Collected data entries
****
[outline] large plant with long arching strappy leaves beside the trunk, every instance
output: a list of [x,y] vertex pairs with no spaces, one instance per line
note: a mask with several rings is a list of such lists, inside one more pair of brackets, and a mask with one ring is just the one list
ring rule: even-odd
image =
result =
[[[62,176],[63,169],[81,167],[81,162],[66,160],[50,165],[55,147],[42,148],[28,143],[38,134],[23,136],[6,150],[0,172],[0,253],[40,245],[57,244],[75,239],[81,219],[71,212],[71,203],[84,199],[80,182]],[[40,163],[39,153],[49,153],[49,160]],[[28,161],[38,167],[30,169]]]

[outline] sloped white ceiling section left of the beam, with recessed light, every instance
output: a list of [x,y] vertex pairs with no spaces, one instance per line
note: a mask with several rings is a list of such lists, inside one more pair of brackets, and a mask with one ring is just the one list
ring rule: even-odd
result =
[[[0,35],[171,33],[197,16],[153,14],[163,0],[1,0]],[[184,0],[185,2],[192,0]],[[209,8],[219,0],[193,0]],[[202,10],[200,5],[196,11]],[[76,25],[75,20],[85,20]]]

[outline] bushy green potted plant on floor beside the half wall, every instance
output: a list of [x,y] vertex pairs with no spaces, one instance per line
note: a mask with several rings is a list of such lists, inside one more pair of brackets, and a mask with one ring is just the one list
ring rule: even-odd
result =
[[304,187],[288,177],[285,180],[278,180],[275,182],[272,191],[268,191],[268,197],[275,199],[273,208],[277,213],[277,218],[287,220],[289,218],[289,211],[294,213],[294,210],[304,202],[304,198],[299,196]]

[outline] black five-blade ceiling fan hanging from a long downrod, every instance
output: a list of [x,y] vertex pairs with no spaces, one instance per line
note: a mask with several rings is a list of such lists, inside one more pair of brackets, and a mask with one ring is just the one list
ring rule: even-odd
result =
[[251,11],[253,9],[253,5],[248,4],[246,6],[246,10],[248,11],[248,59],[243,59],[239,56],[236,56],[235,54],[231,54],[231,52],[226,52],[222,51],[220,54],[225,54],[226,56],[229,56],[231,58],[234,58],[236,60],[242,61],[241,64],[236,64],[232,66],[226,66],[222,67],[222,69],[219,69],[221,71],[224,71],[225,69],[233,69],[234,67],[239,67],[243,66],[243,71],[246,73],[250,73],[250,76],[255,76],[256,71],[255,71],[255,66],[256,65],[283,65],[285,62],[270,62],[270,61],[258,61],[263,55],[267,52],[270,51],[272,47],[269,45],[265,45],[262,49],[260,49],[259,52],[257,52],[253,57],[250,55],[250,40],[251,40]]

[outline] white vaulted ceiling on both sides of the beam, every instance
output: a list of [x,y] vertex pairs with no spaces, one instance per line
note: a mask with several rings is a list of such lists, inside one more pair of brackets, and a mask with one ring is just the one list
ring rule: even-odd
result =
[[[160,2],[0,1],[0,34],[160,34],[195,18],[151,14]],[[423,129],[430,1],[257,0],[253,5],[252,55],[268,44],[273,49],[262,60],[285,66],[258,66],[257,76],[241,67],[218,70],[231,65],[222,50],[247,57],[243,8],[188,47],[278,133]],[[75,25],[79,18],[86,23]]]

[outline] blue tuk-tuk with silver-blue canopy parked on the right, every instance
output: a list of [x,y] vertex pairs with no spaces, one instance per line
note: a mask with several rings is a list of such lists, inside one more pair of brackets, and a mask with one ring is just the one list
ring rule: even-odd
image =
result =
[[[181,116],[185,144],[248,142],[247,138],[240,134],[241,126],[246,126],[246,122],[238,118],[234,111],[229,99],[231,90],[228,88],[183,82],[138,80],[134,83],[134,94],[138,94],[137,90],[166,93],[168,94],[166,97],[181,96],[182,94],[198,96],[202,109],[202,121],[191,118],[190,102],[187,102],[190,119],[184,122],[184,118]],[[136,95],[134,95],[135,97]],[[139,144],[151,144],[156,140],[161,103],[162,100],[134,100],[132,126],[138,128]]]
****
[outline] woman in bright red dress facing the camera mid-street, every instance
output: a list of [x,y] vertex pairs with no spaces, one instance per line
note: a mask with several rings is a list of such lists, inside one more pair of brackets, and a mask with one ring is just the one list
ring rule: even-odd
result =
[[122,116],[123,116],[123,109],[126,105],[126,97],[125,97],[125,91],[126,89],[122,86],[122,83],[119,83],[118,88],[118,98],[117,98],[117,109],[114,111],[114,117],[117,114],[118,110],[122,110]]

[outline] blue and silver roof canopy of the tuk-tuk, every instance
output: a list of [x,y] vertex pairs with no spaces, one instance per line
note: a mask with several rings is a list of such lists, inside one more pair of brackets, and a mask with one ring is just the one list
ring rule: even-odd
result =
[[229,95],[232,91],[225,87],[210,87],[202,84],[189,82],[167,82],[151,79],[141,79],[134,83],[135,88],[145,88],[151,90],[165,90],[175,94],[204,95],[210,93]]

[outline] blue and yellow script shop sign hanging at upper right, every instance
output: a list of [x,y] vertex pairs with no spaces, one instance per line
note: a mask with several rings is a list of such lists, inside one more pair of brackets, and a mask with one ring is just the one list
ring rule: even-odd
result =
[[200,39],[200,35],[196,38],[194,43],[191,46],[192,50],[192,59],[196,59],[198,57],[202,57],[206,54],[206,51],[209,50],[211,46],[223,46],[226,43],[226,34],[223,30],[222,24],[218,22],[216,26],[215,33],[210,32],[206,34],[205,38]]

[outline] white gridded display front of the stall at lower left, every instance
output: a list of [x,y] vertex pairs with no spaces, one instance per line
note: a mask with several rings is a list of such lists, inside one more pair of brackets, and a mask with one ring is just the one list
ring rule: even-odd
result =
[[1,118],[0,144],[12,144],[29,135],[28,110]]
****
Tally up the lines holding the string "beam" in the data above, and respond with nothing but the number.

2